Page extract
-*-*-

In the early 1970s, Marvel Comics began trading some of its capes and masks for swords and sandals.
Marvel’s supermen became somewhat less generous and more primitive. In contrast, their surroundings went from mundane places like New York City to fantastic ones like the Hyborian Age, ancient Atlantis, or a populated Mars.
Paperback publishers Ace, Lancer, and Ballantine had seen success in the 1960s republishing the pulp adventures of characters like Robert E. Howard’s Conan and Edgar Rice Burroughs’ Tarzan, John Carter of Mars, and Carson of Venus. J.R.R. Tolkien’s Lord of the Rings trilogy was also in paperback and becoming immensely popular. So it was natural that comics would move in the direction of swords, sinister sorcery, and super-science.
DC tried first with Nightmaster, a Howard/Tolkien-type fantasy that premiered in Showcase 82 (May 1969) but never made it past its tryout run. Then, in October 1970, Marvel hit it big with writer Roy Thomas and artist Barry Windsor-Smith adapting Howard’s Conan.
More of the same seemed to be in order, and if the rights to John Carter weren’t immediately available, the rights to similar characters were.
For Creatures on the Loose 16 (March 1972.) Thomas reached not for one of the many pastiches and knock-offs that had dogged ERB’s first hero, but for a similar character that actually preceded John Carter’s arrival in 1912.

-*-*-

Supplied data
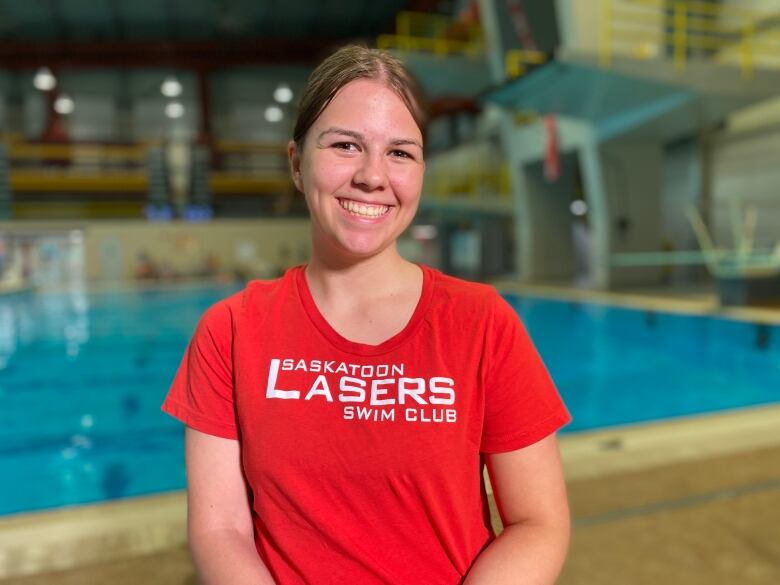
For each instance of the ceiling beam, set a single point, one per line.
(18, 55)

-*-*-

To be done
[A] In the passage on Marvel's sword-and-sorcery comics, in which issue did DC's Nightmaster premiere?
[B] Name every pulp character that, according to the passage on Marvel's sword-and-sorcery comics, paperback publishers republished in the 1960s.
[C] Write what comes next in the passage on Marvel's sword-and-sorcery comics, beginning right after its final sentence.

Answers per task
[A] Showcase 82 (May 1969).

[B] Conan, Tarzan, John Carter of Mars, and Carson of Venus.

[C]
At Marvel, Lieut. Gullivar Jones: His Vacation, a 1905 novel by an English diplomat’s son named Edwin Lester Arnold, became Gullivar Jones, Warrior of Mars. The obscure, long-vanished novel had been republished in paperback by Ace Books in 1964.
“The concept of a military man going to Mars, exploring strange civilizations, and falling in love with a princess had been explored as far back as Across the Zodiac (1880), but the connections between Gullivar and John Carter, the protagonist of Burroughs’ Barsoom novels, are more numerous and stronger,” Wikipedia notes. “Burroughs’ novel bears several striking similarities to Arnold’s. Both Carter and Gullivar are military men – Carter serving in the Confederate Army; Jones in the U.S. Navy – who arrive on Mars by apparently magical means (astral projection in the case of the former, magic carpet in the case of the latter) and have numerous adventures there, including falling in love with Martian princesses. Gullivar is a more hapless character, however, paling beside the heroic and accomplished Carter; he stumbles in and out of trouble and never quite succeeds in mastering it.”
“The hero of the story, an American naval lieutenant on leave in New York, is wandering through a slum neighborhood when an old man apparently comes tumbling out of the sky to land on his head practically at Jones’ feet,” noted Richard Lupoff in his book Edgar Rice Burroughs: Master of Adventure.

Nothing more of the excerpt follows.